What you should do >> Restate each record exactly as it was written.
◆ ◆ ◆ ◆ ◆
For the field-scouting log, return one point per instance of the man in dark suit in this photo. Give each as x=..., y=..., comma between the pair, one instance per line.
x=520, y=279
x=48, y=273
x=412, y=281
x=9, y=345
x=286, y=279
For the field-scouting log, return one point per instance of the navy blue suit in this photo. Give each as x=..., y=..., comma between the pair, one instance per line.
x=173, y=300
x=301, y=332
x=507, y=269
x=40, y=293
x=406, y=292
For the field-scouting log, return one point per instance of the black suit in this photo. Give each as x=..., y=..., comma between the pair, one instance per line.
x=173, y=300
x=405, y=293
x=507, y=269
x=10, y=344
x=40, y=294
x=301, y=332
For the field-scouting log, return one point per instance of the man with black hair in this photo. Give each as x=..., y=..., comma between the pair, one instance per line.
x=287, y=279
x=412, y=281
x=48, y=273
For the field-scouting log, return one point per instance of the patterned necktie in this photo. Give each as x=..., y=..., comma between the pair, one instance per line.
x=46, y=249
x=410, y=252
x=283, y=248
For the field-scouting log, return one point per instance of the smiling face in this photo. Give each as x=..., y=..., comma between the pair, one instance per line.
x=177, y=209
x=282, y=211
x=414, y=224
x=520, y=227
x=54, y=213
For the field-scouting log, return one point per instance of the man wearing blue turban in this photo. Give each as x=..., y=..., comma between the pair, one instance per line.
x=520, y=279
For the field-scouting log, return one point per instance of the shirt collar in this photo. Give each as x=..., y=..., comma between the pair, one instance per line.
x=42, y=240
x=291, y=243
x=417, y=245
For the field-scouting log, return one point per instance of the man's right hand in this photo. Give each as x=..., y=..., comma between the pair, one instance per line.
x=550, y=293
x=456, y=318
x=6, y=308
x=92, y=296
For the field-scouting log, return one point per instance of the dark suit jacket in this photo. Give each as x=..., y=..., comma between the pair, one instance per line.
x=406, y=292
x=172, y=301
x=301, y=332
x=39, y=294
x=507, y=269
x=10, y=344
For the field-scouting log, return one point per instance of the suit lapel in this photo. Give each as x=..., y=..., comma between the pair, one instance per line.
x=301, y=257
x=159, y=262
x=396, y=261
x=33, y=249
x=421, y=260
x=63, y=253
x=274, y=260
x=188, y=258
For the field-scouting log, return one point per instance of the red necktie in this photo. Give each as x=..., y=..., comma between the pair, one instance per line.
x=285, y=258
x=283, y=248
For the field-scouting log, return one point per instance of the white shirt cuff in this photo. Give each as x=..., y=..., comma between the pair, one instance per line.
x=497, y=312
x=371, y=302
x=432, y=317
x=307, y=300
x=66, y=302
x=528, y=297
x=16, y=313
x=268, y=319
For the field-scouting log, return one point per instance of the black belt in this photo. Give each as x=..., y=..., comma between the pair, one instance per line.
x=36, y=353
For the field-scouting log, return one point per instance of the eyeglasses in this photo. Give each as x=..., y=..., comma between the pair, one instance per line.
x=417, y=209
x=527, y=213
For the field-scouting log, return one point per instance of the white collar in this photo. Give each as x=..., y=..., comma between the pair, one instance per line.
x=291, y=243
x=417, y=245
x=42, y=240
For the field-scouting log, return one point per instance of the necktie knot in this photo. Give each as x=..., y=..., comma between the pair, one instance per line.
◆ ◆ ◆ ◆ ◆
Result >>
For the field-scouting log, return one point per instance of the man in dark suit in this photo. Give each as x=..., y=..., comma between the pair, one instance per line.
x=520, y=279
x=48, y=273
x=412, y=281
x=9, y=345
x=286, y=279
For the field-scouting log, return one point per instance of the navy blue suit in this photo. Give each as x=..., y=..., comma between the pair, one instance per line.
x=173, y=300
x=301, y=332
x=507, y=269
x=40, y=293
x=406, y=292
For the field-scouting log, return one point per instance of the black suit in this photo. Give each as x=..., y=..., comma between the pair, one instance per line.
x=173, y=300
x=405, y=293
x=507, y=269
x=10, y=344
x=40, y=294
x=301, y=332
For the field-scouting log, return one point per instance of the man with black hair in this photo. Give each as x=..., y=..., comma between the pair, one instance per line.
x=287, y=279
x=412, y=281
x=48, y=273
For the field-scouting log, return one point per instance of the patterned necktie in this photo. Give each as x=..., y=..., comma between the pair, one instance per line.
x=46, y=249
x=410, y=252
x=283, y=248
For the field-scouting log, return one point per instance of the smiling face in this photo. Give each as x=..., y=..., comma between the pair, one instance per line.
x=177, y=209
x=282, y=211
x=414, y=224
x=520, y=227
x=54, y=213
For the field-scouting log, return one point per instance of the man wearing blue turban in this photo. Give each as x=..., y=..., comma between the pair, one instance per line.
x=520, y=279
For the field-scouting log, return one point per instance of the shirt collar in this photo. Give each as x=..., y=..., comma between the pair, one instance per line.
x=42, y=240
x=291, y=243
x=417, y=245
For the field-scouting log, return one point per instance of the man's right hand in this photo. Give each as x=..., y=..., comma between the pair, one instance per line.
x=550, y=293
x=456, y=318
x=6, y=308
x=92, y=296
For the field-scouting log, return one point per instance of the dark suit jacket in this photo. Give each as x=..., y=..., comma between the pair, one instance per line.
x=406, y=292
x=172, y=301
x=301, y=332
x=39, y=294
x=507, y=269
x=10, y=344
For the field-scouting log, return one point per instance of the suit lapel in this photo. Give each as x=..., y=..., comma between the pair, one instance per line.
x=301, y=257
x=159, y=262
x=396, y=261
x=33, y=249
x=421, y=260
x=63, y=253
x=274, y=260
x=188, y=258
For the field-scouting log, return one point per instance of the red necktie in this photo. Give each as x=..., y=..., comma between the pair, one instance per line.
x=285, y=258
x=283, y=248
For the field-scouting log, return one point per instance of the white shirt cuff in this photo. Give each as x=..., y=..., comma between the pair, one instance per line.
x=497, y=312
x=371, y=302
x=432, y=317
x=307, y=300
x=66, y=302
x=528, y=297
x=16, y=313
x=268, y=319
For the field-scouting log, return one point per instance of the black belt in this photo. Give each as x=..., y=..., comma between the pair, one instance per line.
x=36, y=353
For the field-scouting log, return one point per instance of the eyeglasses in this photo. Give each as x=..., y=..., comma between the pair, one instance per line.
x=417, y=209
x=527, y=213
For the field-scouting log, return one point per instance of the white collar in this photo. Give each as x=..., y=..., comma between the pair, one instance per line.
x=291, y=243
x=417, y=245
x=42, y=240
For the field-scouting log, return one point per instance of the necktie knot in this photo. Give each as x=..., y=..., comma between the pair, one instance per line.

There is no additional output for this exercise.